Doit-on cependant parler de perte de temps et de « danger » lorsqu’un élève part à la découverte de savoirs ? Selon Bellier, « ce qui est appris en dehors de tout contexte est par nature mal réintégré dans la réalité ensuite » (2001, p. 140). Cela signifie que lorsque l’élève met fin à sa navigation autonome sur le Web, il n’en reste finalement pas grand-chose, ce qui est regrettable. Les webquests ou « cyberquêtes » apparaissent dans ce cas comme une alternative intéressante : les élèves sont guidés dans leur navigation, ils se concentrent sur un thème précis. Donner un but « permet alors d’éviter la dispersion, l’éparpillement, en donnant une orientation précise » à la recherche. Cela « oblige à effectuer des choix parmi diverses sollicitations, à privilégier certaines possibilités d’action au détriment d’autres » (Liquète & Maury, 2007, p. 65). Les élèves ont encore à faire des choix et sont donc en position d’autonomie comme nous l’avons montré. Il s’agit ici d’une autonomie guidée, parfois appelée semi-autonomie (Bertin, 2001, p. 40). Proposer des webquests via l’ENT est une démarche intéressante, mais différente de celle proposée dans cette partie, consistant à laisser chaque élève tracer son chemin sur le Web. En effet, tout comme la création de supports multimédias, la conception de cyberquêtes peut s’avérer fastidieuse et ne permet pas une différenciation fine. Concrètement, un professeur ne pourra pas chaque soir mettre en ligne plusieurs webquests susceptibles d’intéresser des groupes d’élèves et pourra encore moins contrôler leurs résultats sous peine d’y passer tout son temps libre. Il est par contre plus facile pour lui de publier un certain nombre de liens hypertextes vers des pages sur lesquelles il a eu l’occasion de se rendre lors de recherches personnelles ou partagées par des connaissances (vidéos, infographies, articles, etc.) comme autant de portes à soumettre à l’intérêt des élèves. Ainsi que l’écrit Moyne, il faut « proposer des amorces, des pistes, ouvrir des voies, suggérer, donner des idées et puis, à un moment, le déclic se produit, cela rencontre leur expérience. » (Moyne, 1982, p. 61). Le « clic » se produit, pourrions-nous même ajouter.

++++++++++++++++++++

### TRAVAIL DEMANDÉ
Renvoyez intégralement l'extrait ci-dessus sur les webquests, s'il vous plaît, sans y modifier un seul mot.

[Données recueillies]
++++++++++++++++++++

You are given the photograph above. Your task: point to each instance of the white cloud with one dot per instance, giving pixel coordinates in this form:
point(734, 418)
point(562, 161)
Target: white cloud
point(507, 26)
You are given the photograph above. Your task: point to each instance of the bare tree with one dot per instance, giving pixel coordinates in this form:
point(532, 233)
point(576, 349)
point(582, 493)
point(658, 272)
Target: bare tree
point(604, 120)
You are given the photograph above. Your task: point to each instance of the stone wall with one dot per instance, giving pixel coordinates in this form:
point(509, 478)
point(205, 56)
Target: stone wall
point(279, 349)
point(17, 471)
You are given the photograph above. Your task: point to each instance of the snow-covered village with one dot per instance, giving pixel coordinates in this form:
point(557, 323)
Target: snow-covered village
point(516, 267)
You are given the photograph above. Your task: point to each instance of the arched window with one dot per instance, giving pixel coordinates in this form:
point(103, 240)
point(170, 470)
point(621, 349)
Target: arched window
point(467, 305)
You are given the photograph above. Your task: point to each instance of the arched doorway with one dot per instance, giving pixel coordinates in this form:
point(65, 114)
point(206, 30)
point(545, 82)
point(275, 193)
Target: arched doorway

++++++++++++++++++++

### TRAVAIL RÉALISÉ
Doit-on cependant parler de perte de temps et de « danger » lorsqu’un élève part à la découverte de savoirs ? Selon Bellier, « ce qui est appris en dehors de tout contexte est par nature mal réintégré dans la réalité ensuite » (2001, p. 140). Cela signifie que lorsque l’élève met fin à sa navigation autonome sur le Web, il n’en reste finalement pas grand-chose, ce qui est regrettable. Les webquests ou « cyberquêtes » apparaissent dans ce cas comme une alternative intéressante : les élèves sont guidés dans leur navigation, ils se concentrent sur un thème précis. Donner un but « permet alors d’éviter la dispersion, l’éparpillement, en donnant une orientation précise » à la recherche. Cela « oblige à effectuer des choix parmi diverses sollicitations, à privilégier certaines possibilités d’action au détriment d’autres » (Liquète & Maury, 2007, p. 65). Les élèves ont encore à faire des choix et sont donc en position d’autonomie comme nous l’avons montré. Il s’agit ici d’une autonomie guidée, parfois appelée semi-autonomie (Bertin, 2001, p. 40). Proposer des webquests via l’ENT est une démarche intéressante, mais différente de celle proposée dans cette partie, consistant à laisser chaque élève tracer son chemin sur le Web. En effet, tout comme la création de supports multimédias, la conception de cyberquêtes peut s’avérer fastidieuse et ne permet pas une différenciation fine. Concrètement, un professeur ne pourra pas chaque soir mettre en ligne plusieurs webquests susceptibles d’intéresser des groupes d’élèves et pourra encore moins contrôler leurs résultats sous peine d’y passer tout son temps libre. Il est par contre plus facile pour lui de publier un certain nombre de liens hypertextes vers des pages sur lesquelles il a eu l’occasion de se rendre lors de recherches personnelles ou partagées par des connaissances (vidéos, infographies, articles, etc.) comme autant de portes à soumettre à l’intérêt des élèves. Ainsi que l’écrit Moyne, il faut « proposer des amorces, des pistes, ouvrir des voies, suggérer, donner des idées et puis, à un moment, le déclic se produit, cela rencontre leur expérience. » (Moyne, 1982, p. 61). Le « clic » se produit, pourrions-nous même ajouter.